— begin Document excerpt —

CISI Combating Financial Crime study guide for measures to combat the financing of terrorism, with learning objectives, UK control cues, and exam traps.
Measures to combat the financing of terrorism belongs to the CISI Combating Financial Crime Terrorist Financing exam topic, weighted at 4%. Study this page as the operating-control lesson. The exam can test whether you know how counter-terrorist-financing standards turn into screening, asset-freezing, connected-party review, transaction monitoring, internal escalation, suspicious reporting, record keeping, and decisions about whether funds can be released.
| Concept | What to know for CISI CFC review |
|---|---|
| International legal basis | UN conventions and Security Council measures create broad obligations to criminalize terrorist financing, freeze assets, and support cooperation. |
| Targeted financial sanctions | Firms must screen relevant parties and prevent funds or economic resources from being made available to designated persons or entities. |
| Reporting and escalation | Potential CFT concerns require rapid internal escalation, MLRO review where appropriate, and preservation of evidence. |
| Risk-based controls | Enhanced scrutiny is required where geography, sector, ownership, payment route, or customer behaviour increases risk. |
| Connected-party screening | The customer name alone may be insufficient; controllers, beneficial owners, signatories, counterparties, trustees, and intermediaries may matter. |
CFT controls are designed to stop funds, services, and economic resources from supporting terrorism. In exam terms, the correct answer usually combines prevention, detection, escalation, and evidence. It is rarely enough to say “monitor the account” if the facts indicate a designated party, higher-risk route, unresolved connected-party concern, or suspicious terrorist-financing pattern.

— end Document excerpt —

* Given exercise *
According to the study guide on measures to combat the financing of terrorism, how heavily is the Terrorist Financing exam topic weighted?

— begin Data records —

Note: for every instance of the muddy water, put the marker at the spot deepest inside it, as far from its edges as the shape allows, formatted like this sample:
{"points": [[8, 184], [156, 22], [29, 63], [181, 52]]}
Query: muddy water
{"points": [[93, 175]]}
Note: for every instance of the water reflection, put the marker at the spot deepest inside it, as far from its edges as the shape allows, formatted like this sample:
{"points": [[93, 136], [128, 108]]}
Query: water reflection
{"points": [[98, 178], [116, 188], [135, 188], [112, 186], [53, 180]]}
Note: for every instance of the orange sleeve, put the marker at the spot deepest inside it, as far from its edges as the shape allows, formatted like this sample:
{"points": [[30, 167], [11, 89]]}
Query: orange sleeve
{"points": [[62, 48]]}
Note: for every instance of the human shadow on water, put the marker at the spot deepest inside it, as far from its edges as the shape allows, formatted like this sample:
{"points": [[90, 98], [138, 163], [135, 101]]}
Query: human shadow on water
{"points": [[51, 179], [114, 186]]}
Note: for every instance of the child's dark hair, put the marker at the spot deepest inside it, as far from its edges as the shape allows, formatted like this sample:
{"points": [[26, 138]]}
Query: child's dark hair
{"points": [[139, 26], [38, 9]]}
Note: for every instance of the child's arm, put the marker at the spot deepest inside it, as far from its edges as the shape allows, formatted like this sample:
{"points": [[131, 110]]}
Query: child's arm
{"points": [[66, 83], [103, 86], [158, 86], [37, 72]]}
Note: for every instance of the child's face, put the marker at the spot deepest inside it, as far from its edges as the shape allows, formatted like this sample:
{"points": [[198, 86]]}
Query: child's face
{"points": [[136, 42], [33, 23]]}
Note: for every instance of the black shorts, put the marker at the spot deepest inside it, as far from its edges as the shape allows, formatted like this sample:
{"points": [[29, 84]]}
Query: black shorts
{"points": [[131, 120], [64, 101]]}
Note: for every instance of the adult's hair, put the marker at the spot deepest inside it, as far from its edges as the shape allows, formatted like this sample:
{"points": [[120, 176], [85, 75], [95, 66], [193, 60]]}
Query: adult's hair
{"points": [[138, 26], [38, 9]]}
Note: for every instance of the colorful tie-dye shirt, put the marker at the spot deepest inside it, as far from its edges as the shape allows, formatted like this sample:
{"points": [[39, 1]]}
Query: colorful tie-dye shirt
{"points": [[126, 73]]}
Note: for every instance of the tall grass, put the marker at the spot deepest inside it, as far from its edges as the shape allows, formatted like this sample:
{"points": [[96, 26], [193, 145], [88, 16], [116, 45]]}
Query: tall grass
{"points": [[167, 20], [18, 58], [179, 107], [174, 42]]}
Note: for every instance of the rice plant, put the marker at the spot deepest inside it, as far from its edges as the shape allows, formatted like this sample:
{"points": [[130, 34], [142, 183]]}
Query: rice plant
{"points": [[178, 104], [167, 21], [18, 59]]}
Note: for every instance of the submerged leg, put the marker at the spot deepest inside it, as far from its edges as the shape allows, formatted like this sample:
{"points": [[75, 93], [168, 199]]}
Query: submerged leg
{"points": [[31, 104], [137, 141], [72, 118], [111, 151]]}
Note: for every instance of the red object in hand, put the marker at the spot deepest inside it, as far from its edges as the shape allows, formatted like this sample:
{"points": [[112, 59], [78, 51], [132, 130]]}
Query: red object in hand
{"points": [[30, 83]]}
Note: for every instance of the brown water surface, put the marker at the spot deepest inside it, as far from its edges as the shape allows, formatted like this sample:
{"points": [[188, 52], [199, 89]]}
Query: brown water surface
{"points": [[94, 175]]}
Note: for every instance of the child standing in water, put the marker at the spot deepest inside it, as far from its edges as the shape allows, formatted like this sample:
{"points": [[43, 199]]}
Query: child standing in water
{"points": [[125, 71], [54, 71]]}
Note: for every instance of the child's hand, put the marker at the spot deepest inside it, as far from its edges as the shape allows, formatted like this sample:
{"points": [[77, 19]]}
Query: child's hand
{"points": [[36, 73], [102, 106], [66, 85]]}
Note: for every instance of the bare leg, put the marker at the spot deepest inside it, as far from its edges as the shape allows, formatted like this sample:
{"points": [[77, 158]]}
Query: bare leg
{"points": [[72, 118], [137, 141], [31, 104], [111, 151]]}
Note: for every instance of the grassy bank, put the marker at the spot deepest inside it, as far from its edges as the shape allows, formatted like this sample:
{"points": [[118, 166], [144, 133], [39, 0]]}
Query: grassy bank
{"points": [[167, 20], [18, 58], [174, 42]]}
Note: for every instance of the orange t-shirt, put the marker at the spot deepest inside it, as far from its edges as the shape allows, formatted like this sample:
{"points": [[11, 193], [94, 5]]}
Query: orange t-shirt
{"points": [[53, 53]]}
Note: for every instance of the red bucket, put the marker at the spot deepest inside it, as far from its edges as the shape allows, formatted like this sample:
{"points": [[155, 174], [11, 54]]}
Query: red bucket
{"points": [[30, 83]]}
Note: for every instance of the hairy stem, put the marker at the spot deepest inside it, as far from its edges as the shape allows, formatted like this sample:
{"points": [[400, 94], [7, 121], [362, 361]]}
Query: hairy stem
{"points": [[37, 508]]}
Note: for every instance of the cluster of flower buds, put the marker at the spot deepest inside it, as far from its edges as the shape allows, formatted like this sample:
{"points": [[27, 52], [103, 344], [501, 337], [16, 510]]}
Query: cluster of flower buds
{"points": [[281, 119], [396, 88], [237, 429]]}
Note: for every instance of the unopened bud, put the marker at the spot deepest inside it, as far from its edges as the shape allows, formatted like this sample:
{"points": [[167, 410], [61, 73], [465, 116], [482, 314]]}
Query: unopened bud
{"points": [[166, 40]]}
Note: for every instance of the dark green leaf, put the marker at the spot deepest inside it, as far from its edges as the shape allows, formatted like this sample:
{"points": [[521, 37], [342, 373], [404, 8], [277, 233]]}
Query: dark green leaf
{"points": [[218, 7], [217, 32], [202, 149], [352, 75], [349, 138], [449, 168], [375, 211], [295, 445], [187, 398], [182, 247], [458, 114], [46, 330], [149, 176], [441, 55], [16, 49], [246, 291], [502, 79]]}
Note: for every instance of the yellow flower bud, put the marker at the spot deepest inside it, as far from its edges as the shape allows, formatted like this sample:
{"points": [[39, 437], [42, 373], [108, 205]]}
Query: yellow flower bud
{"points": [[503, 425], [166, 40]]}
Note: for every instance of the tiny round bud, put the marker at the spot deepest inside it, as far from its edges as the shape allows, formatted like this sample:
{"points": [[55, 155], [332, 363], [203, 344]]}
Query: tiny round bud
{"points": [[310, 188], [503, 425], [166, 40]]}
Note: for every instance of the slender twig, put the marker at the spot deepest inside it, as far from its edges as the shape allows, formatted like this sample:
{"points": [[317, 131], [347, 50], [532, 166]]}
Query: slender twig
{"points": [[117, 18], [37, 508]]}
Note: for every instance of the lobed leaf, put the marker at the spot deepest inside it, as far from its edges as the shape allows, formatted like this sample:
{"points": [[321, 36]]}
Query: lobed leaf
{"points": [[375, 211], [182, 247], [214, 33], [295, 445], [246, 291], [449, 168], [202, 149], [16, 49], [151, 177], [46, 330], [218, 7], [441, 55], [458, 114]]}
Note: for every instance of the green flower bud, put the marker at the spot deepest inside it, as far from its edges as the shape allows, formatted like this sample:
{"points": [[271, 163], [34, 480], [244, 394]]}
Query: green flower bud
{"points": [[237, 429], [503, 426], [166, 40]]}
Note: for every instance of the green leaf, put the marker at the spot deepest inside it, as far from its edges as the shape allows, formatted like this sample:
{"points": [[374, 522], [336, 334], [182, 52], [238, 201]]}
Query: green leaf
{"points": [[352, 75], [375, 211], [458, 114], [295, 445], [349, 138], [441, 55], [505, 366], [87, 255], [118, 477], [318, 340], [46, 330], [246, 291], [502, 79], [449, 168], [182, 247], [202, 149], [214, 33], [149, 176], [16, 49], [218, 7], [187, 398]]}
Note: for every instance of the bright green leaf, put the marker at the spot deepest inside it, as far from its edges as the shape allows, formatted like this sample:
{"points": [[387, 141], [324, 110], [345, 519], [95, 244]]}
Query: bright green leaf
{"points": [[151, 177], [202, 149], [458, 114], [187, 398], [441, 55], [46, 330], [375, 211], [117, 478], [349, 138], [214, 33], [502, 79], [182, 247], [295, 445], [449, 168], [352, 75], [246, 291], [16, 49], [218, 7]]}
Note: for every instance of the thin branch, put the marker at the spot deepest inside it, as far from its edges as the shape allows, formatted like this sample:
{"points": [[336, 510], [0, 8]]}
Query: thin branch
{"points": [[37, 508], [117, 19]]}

— end Data records —

* Finished exercise *
It is weighted at 4%.